**Task to complete**
Copy out each line of the entries below word for word, with nothing changed.

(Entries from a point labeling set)
start
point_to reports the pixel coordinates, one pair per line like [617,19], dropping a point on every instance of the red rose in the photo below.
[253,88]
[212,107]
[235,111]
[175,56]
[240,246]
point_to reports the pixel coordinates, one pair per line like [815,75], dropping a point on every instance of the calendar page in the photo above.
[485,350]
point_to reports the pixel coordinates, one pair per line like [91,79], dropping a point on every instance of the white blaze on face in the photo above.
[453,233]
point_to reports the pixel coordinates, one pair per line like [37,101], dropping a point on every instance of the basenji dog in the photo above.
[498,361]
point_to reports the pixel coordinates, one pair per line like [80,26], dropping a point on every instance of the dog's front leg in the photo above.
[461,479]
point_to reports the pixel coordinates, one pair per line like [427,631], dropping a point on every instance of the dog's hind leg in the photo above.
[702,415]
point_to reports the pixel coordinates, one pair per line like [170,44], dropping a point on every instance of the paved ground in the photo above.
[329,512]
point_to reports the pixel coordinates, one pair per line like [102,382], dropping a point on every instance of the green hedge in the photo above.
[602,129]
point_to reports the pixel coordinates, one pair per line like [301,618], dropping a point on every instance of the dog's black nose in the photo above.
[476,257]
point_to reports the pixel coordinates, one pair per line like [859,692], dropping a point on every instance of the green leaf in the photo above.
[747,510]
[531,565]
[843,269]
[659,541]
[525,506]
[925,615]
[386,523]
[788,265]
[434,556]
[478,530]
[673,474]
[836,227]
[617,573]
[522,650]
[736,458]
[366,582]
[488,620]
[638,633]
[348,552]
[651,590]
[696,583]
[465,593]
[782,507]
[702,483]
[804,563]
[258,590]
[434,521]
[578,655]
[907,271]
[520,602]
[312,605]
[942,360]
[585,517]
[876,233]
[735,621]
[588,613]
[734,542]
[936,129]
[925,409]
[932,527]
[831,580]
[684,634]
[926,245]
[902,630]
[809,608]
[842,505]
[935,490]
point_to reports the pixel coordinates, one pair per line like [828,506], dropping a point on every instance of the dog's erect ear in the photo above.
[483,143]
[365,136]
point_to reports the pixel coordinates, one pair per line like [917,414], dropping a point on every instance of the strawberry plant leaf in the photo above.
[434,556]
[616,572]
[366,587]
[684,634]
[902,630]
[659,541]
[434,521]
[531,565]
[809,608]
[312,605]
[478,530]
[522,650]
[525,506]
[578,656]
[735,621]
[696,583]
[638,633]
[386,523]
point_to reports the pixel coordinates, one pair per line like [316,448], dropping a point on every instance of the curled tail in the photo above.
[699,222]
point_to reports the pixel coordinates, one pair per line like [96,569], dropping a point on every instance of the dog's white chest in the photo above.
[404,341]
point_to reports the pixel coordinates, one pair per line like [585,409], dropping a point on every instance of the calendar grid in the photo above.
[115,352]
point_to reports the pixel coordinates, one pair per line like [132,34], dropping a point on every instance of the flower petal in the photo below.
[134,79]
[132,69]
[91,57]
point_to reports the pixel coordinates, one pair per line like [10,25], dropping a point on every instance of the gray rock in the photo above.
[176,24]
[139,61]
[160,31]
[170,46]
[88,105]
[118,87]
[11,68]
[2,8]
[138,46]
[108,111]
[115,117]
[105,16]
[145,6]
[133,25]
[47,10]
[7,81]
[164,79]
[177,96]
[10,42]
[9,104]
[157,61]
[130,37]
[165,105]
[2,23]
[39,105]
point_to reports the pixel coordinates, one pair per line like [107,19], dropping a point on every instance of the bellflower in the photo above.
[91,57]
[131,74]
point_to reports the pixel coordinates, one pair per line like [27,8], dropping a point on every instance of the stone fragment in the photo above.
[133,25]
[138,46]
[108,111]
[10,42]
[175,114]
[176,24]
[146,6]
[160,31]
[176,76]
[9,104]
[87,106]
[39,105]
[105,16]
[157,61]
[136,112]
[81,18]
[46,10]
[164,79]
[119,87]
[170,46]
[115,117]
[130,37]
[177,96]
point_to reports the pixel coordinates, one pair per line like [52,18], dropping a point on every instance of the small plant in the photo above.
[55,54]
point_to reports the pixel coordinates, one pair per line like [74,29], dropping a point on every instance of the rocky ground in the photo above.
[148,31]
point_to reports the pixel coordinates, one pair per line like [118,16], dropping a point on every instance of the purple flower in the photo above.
end
**Solution to this exercise**
point_to reports the pixel coordinates, one pair per line like [617,19], dropping a point on every instance of the red rose in the photo below.
[253,88]
[212,107]
[235,111]
[175,56]
[240,246]
point_to reports the pixel coordinates, one pair per line like [815,75], dropping a point on every instance of the calendar page in the photo above.
[485,350]
point_to reports the pixel coordinates, one pair per line like [91,79], dropping a point on every instance of the white blaze on face in the photo above.
[453,233]
point_to reports the pixel coordinates, one pair per line like [37,101], dropping a point on every instance of the basenji dog in the photo above.
[498,361]
point_to reports the pixel coordinates, one pair per line like [80,26], dropping a point on every instance of the dog's front leg in the photo above.
[461,479]
point_to reports the pixel coordinates, one pair per line like [427,631], dropping a point on every instance of the dog's hind leg in the photo above.
[702,415]
point_to reports the pixel coordinates, one pair per line like [170,44], dropping a point on every instance of the paved ground in the photo above.
[329,512]
point_to reports the pixel coordinates, one pair per line like [102,382], dropping a point on every instance of the green hedge in the photo above.
[602,129]
point_to reports the pixel coordinates, one pair per line like [301,618], dropping a point on every instance of the dog's black nose in the photo above.
[476,257]
point_to reports the pixel coordinates, one pair per line like [859,692], dropping a point on every instance of the green leaf in the photo above.
[747,510]
[531,565]
[843,269]
[659,541]
[525,506]
[925,615]
[386,523]
[788,265]
[434,556]
[478,530]
[673,474]
[836,227]
[617,573]
[522,650]
[736,458]
[366,582]
[488,620]
[638,633]
[348,552]
[651,590]
[696,583]
[465,593]
[782,507]
[702,483]
[804,563]
[258,590]
[434,521]
[578,655]
[907,271]
[520,602]
[312,605]
[942,360]
[585,517]
[876,233]
[735,621]
[588,613]
[734,542]
[936,129]
[925,409]
[932,527]
[831,580]
[684,634]
[926,245]
[902,630]
[809,608]
[842,505]
[935,490]
point_to reports the pixel coordinates, one pair per line like [828,506], dropping a point on every instance of the dog's erect ear in the photo above.
[483,143]
[365,136]
point_to reports the pixel coordinates, one pair per line like [917,414], dropping a point on every instance of the strawberry plant leaf in the photo above.
[434,556]
[616,572]
[366,587]
[684,634]
[902,630]
[659,541]
[434,521]
[531,565]
[809,608]
[312,605]
[478,530]
[522,650]
[525,506]
[578,656]
[735,621]
[696,583]
[638,633]
[386,523]
point_to reports the pixel coordinates, one pair per line like [316,448], dropping a point on every instance of the curled tail in the photo above.
[699,222]
point_to reports the pixel coordinates, one pair per line like [96,569], dropping a point on every instance of the dog's white chest in the photo above.
[404,341]
point_to reports the pixel coordinates, one pair per line like [585,409], dropping a point on every instance of the calendar grid in the photo above.
[115,352]
point_to reports the pixel coordinates, one pair per line like [132,34], dropping a point on every instance of the flower petal in the photo below.
[134,79]
[132,69]
[91,57]
point_to reports the pixel coordinates, one pair per line like [10,25], dropping a point on every instance of the gray rock in the photo above.
[176,24]
[139,61]
[160,31]
[170,46]
[88,105]
[118,87]
[11,68]
[2,8]
[138,46]
[108,111]
[115,117]
[105,16]
[145,6]
[133,25]
[47,10]
[7,81]
[164,79]
[177,96]
[10,42]
[9,104]
[157,61]
[130,37]
[165,105]
[2,23]
[39,105]
point_to reports the pixel coordinates, one pair per line like [107,19], dropping a point on every instance of the bellflower in the photo above.
[91,57]
[131,74]
point_to reports the pixel coordinates, one pair per line like [27,8], dropping a point on every instance of the stone fragment in the photo above.
[133,25]
[138,46]
[108,111]
[10,42]
[175,114]
[176,24]
[146,6]
[160,31]
[176,76]
[9,104]
[87,106]
[39,105]
[105,16]
[157,61]
[136,112]
[81,18]
[46,10]
[164,79]
[119,87]
[170,46]
[115,117]
[130,37]
[177,96]
point_to reports the pixel coordinates, one pair per line like [52,18], dropping a point on every instance of the small plant in the photo above.
[55,54]
point_to reports the pixel coordinates, one pair per line like [74,29], dropping a point on every instance of the rocky ground in the photo above.
[148,31]
point_to reports the pixel coordinates, one pair per line like [118,16], dropping a point on every instance of the purple flower in the photo above.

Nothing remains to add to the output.